DOCUMENT SEGMENT:
:::

The Return of the Human Lampshade
I mean, after all, being forced to listen to music is essentially the same as murdering someone in cold blood, using a knife to remove their dead, lifeless, yet still bleeding skin, stretching it out, curing it with salt, suspending it to air dry, immersing it for at least a week in hydrated lime and then in lactic or acetic acid, and then cutting it and shaping it to fit your furniture of choice. Yes! That procedure there, making lamp shades out of the skin of what used to be your grandmother, your brother, maybe your husband or wife, or your son or daughter -- for the heinous crime of having an -itz at the end of their name! -- is equated by Dick Durbin with forcing someone intent on killing you and your family to listen to rap music.
GIVE ME A BREAK.
This worthless excuse for a senator refuses to apologize. Anyone surprised? I hardly think an apology is appropriate anyway. This boor needs to be censured, removed from office, arrested for sedition, and spend a few years with a federal penitentiary. This behavior is inexcusable! Completely, totally, 100 percent inexcusable. The Republicans need to repeat these claims over and over and over again. Durbin should not be allowed to live down these horrible statements, ever. He should be able to be forced out of his so-called leadership position fairly easily and out of the Senate just as easily. Any Republican or Democrat should be able to beat him, even in Chicago, by reminding the people of these claims he made.

:::

Dataset excerpt
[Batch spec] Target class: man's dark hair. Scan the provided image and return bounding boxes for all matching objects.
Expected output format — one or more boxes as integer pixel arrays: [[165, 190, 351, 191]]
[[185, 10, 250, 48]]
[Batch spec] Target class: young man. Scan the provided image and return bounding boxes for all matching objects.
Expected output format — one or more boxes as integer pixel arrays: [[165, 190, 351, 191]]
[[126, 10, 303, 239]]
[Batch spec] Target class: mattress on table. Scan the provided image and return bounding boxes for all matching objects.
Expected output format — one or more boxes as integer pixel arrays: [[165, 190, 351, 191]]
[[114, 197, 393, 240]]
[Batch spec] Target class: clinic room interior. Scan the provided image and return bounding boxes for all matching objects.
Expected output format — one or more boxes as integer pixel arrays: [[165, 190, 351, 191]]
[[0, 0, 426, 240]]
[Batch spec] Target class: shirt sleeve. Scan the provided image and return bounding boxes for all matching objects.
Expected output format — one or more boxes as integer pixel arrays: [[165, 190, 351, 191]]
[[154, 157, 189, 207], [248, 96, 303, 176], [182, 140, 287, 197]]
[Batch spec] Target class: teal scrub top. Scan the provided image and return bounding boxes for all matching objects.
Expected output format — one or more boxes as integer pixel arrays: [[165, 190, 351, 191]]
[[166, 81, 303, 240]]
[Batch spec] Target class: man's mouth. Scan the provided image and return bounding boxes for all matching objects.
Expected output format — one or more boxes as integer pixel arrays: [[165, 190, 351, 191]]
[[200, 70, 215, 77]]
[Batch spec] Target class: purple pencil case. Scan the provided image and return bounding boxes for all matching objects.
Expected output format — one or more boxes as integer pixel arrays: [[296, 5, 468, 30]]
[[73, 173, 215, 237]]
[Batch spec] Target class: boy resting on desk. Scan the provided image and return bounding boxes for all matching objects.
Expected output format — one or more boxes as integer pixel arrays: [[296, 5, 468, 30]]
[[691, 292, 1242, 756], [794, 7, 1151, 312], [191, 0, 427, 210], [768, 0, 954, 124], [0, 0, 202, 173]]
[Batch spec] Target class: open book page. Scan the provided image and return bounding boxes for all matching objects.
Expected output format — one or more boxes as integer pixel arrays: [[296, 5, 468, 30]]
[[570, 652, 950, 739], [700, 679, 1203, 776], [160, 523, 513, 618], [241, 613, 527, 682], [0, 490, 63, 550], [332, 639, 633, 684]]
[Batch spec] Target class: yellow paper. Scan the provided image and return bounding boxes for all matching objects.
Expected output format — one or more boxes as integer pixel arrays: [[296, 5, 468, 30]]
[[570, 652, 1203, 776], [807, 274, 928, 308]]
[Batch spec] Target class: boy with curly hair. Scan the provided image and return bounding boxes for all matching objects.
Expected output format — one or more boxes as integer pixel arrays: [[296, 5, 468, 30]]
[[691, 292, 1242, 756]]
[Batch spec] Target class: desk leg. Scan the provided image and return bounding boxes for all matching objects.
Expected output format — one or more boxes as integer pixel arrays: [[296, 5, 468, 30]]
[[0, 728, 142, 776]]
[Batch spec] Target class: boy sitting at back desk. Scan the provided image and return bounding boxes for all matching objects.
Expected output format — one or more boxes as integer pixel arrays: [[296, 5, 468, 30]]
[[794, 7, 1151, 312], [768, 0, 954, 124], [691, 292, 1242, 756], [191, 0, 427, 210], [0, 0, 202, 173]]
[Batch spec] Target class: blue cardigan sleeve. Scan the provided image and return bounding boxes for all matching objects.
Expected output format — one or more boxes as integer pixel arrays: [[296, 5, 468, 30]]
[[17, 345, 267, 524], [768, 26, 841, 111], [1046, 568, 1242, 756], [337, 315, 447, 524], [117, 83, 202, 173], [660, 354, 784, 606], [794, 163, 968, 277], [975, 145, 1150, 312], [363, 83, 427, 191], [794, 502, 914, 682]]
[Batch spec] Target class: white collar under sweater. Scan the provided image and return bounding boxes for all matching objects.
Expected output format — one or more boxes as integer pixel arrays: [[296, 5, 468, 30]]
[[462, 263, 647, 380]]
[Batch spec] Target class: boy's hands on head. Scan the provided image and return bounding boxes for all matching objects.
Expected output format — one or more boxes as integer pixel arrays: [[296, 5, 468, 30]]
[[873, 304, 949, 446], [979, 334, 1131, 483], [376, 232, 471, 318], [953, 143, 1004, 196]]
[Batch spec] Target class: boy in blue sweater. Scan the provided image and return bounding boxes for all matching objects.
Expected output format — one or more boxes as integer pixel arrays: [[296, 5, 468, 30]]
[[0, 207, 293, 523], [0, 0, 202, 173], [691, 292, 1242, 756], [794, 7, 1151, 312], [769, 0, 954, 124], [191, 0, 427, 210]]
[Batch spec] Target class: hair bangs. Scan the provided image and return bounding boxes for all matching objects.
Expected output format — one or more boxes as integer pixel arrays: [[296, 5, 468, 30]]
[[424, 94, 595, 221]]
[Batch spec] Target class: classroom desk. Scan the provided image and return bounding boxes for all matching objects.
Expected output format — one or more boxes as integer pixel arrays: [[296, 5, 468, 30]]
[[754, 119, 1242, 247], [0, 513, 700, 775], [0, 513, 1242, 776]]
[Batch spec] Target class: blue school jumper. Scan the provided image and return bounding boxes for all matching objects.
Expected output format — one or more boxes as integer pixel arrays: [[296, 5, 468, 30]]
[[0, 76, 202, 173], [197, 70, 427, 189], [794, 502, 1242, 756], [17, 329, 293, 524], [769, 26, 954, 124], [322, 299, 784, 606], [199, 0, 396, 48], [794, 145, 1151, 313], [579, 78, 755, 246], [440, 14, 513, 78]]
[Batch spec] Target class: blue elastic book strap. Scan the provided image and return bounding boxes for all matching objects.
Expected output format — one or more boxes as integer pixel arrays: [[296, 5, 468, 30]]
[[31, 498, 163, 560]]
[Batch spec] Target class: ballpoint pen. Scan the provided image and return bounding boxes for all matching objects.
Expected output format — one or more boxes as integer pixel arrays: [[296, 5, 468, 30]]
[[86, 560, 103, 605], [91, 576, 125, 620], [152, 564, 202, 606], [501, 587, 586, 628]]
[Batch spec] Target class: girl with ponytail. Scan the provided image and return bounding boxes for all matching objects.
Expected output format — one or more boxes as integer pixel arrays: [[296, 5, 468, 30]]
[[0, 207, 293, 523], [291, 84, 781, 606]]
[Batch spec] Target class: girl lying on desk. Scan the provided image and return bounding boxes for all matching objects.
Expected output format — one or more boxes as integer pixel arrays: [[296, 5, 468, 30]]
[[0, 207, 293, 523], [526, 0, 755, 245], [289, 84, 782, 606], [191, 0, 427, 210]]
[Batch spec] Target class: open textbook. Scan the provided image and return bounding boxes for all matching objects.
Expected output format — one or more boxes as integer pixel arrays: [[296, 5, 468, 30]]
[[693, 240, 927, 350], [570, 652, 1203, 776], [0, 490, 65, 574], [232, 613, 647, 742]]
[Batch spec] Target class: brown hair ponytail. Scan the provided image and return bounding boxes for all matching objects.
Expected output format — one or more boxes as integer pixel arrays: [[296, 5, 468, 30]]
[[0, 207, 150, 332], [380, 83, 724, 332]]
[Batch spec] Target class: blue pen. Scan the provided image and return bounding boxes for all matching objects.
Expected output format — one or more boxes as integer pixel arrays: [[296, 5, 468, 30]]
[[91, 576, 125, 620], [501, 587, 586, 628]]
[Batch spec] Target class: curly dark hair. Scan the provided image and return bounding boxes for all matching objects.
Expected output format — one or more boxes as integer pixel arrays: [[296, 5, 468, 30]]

:::

GOALS:
1. In the piece titled "The Return of the Human Lampshade," what does the writer say Dick Durbin refuses to do?
2. Please continue the piece about Dick Durbin, starting after its last sentence.

SOLVED TASKS:
1. He refuses to apologize.

2.
Letterman said it best last night: some of the terrorists locked up in Gitmo have experienced "mild, non-injurious physical contact." Quoth letterman: "It's just like going six rounds with Mike Tyson!"
7 Comments:
Here's the text of what he actually said.
It's probably not the best to start off your complaints based on an edited version by Rush Limbaugh. It'll be biased.
I'm neither a Republican or a Democrat, and I am living in Chicago. I agree with the Senator's statements and I applaud his steadfastness in not apologizing. Who is he supposed to apologize to anyway?
If our country is supposed to be the moral superiors of our enemies - enough so that we can spread our manner and methods of living by force throughout the world - then we need to live by those higher standards. There's no way we can bring any human rights complaints against other countries again if we can't treat our citizens and those in our custody with complete respect.
Not only is the Senator's behavior excusable, but it's warranted by his conscience, and those of the people he's representing.
The use of moral equivalence and any other number of logical fallacies will simply turn intelligent people off to whatever you have to say. You could be right, just saying - use of fallacies = I stop listening.
Same thing with basic spelling errors, grammatical errors, what have you. The person making such errors could be right, but considering there are some standards of form in reasoned discourse, I'll just ignore content when the form is shitty.
Thanks for the link that proved yourself wrong, though. Uh...
Yeah, this is getting bizarre.
Wow whooops on you!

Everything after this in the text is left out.